Exactly those lines from the one with "Target: building outside window" through the end of the listing below must be returned, and nothing else.
────────────────────
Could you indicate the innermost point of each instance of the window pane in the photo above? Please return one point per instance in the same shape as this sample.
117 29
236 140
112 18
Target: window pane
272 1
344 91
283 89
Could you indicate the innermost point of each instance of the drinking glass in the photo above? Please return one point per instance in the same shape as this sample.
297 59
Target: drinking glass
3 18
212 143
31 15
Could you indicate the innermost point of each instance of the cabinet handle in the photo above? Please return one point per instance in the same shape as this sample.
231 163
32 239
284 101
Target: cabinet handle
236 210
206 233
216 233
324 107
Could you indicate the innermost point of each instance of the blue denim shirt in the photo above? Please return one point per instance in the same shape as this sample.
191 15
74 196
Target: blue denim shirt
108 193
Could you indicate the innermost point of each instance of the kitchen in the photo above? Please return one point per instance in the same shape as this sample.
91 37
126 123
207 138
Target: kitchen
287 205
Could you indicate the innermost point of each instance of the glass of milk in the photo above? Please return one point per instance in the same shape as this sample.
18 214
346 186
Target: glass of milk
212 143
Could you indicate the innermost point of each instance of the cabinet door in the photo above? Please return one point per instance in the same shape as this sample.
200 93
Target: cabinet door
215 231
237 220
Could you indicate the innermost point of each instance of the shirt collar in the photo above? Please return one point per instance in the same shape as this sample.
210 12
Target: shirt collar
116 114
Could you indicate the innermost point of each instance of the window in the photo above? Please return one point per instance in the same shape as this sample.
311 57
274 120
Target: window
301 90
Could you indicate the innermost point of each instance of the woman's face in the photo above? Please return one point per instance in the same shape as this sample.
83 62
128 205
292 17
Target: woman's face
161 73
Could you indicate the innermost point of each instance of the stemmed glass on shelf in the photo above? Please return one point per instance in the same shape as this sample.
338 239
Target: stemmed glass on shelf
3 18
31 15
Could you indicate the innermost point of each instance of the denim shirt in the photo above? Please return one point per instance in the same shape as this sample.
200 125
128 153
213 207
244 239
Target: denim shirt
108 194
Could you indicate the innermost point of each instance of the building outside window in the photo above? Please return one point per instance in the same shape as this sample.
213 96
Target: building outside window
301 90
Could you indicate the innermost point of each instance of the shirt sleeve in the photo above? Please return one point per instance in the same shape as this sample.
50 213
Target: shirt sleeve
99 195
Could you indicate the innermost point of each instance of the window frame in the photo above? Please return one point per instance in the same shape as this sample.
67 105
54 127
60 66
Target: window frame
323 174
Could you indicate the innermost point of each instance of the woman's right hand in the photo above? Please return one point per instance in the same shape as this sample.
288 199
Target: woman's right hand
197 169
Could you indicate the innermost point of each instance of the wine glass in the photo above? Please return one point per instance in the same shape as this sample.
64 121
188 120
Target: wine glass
────────────────────
■ Result of this task
Target: building outside window
301 90
Could you indicate the innermost point of each instance of the shirt sleeve in the photo above? Please return one point per instance in the same shape as this sample.
50 213
Target: shirt sleeve
99 195
Could you indicate the innermost point of each instance of the window frame in the photo above? Please return one point per instance in the same shape as this sample.
67 105
54 127
60 66
Target: window frame
323 174
Could you indicate the innermost point of each instance of the woman's right hand in the photo above? Please return one point per instance in the same shape as this sample.
288 199
Target: woman's right hand
197 169
Could you indicate the innermost point of each instance of the wine glass in the photo above? Please return one point per instance in the same shape as this sample.
64 121
188 120
Target: wine glass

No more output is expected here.